→ **DATA TO EXAMINE**:
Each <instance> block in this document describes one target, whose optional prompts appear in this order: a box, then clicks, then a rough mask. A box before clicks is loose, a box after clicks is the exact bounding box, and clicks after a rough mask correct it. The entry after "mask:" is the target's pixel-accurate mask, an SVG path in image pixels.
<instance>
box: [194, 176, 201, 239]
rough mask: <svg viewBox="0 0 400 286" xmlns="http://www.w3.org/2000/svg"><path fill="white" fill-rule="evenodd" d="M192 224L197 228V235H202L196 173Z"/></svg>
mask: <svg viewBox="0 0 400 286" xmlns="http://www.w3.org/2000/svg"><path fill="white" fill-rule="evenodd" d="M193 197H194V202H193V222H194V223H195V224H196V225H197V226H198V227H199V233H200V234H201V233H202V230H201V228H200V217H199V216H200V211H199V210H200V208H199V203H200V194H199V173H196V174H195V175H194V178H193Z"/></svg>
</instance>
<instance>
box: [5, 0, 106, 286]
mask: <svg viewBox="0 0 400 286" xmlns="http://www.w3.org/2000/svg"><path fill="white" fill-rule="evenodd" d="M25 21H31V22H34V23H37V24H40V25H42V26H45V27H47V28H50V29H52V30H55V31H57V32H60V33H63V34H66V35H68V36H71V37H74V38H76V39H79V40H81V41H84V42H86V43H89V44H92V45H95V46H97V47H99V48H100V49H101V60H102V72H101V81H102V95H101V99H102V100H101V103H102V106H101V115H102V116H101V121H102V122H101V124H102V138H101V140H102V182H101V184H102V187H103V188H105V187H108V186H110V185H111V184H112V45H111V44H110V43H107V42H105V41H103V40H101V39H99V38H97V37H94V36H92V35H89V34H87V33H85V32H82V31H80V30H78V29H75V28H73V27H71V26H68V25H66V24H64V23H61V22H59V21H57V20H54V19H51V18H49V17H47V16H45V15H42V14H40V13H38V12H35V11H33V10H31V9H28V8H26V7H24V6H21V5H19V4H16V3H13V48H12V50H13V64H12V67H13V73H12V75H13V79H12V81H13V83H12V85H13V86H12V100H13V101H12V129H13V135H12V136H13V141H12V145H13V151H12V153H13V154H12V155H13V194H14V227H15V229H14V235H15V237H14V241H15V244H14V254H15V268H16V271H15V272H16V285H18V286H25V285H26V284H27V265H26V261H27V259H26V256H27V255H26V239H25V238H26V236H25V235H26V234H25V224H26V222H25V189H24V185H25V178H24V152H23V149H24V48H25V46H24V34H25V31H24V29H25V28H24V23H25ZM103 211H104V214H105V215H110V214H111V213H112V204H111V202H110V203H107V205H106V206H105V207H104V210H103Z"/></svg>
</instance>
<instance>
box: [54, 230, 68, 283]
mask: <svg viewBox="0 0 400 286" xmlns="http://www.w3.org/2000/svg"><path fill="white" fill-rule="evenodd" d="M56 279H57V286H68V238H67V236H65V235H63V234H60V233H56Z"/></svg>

→ **YOUR TASK**:
Transcribe the whole listing above, keeping each line exactly as written.

→ **ANSWER AREA**:
Each <instance> block in this document describes one target, whose optional prompts appear in this order: a box, then clicks, then a rough mask. A box before clicks is loose, a box after clicks is the exact bounding box, and clicks after a rough mask correct it. The entry after "mask:" is the target's pixel-accurate mask, an SVG path in image pixels.
<instance>
box: [194, 176, 201, 239]
rough mask: <svg viewBox="0 0 400 286" xmlns="http://www.w3.org/2000/svg"><path fill="white" fill-rule="evenodd" d="M192 224L197 228V235H202L196 173Z"/></svg>
mask: <svg viewBox="0 0 400 286" xmlns="http://www.w3.org/2000/svg"><path fill="white" fill-rule="evenodd" d="M193 197H194V202H193V222H194V223H195V224H196V225H197V226H198V227H199V233H200V234H201V233H202V230H201V228H200V217H199V216H200V211H199V210H200V208H199V203H200V194H199V173H196V174H195V175H194V178H193Z"/></svg>
</instance>
<instance>
box: [5, 0, 106, 286]
mask: <svg viewBox="0 0 400 286" xmlns="http://www.w3.org/2000/svg"><path fill="white" fill-rule="evenodd" d="M25 21H31V22H34V23H37V24H40V25H42V26H45V27H47V28H50V29H52V30H55V31H57V32H60V33H63V34H66V35H68V36H71V37H74V38H76V39H79V40H81V41H84V42H86V43H89V44H92V45H95V46H97V47H99V48H100V49H101V60H102V72H101V81H102V95H101V99H102V100H101V103H102V106H101V115H102V116H101V121H102V122H101V124H102V138H101V140H102V182H101V184H102V187H103V188H105V187H108V186H110V185H111V184H112V45H111V44H110V43H107V42H105V41H103V40H101V39H99V38H97V37H94V36H92V35H89V34H87V33H85V32H82V31H80V30H78V29H75V28H73V27H71V26H68V25H66V24H64V23H61V22H59V21H57V20H54V19H51V18H49V17H47V16H45V15H42V14H40V13H38V12H35V11H33V10H31V9H28V8H26V7H24V6H21V5H19V4H16V3H13V48H12V50H13V64H12V67H13V73H12V75H13V79H12V81H13V83H12V85H13V86H12V100H13V101H12V129H13V135H12V136H13V141H12V145H13V151H12V153H13V154H12V155H13V194H14V227H15V229H14V235H15V237H14V241H15V244H14V254H15V268H16V271H15V272H16V285H18V286H25V285H26V284H27V265H26V261H27V259H26V256H27V255H26V239H25V238H26V236H25V235H26V234H25V224H26V222H25V189H24V185H25V178H24V152H23V149H24V48H25V46H24V34H25V31H24V29H25V28H24V23H25ZM103 211H104V214H105V215H110V214H111V213H112V204H111V202H110V203H107V205H106V206H105V207H104V210H103Z"/></svg>
</instance>
<instance>
box: [54, 230, 68, 283]
mask: <svg viewBox="0 0 400 286" xmlns="http://www.w3.org/2000/svg"><path fill="white" fill-rule="evenodd" d="M56 279H57V286H68V238H67V236H65V235H63V234H60V233H56Z"/></svg>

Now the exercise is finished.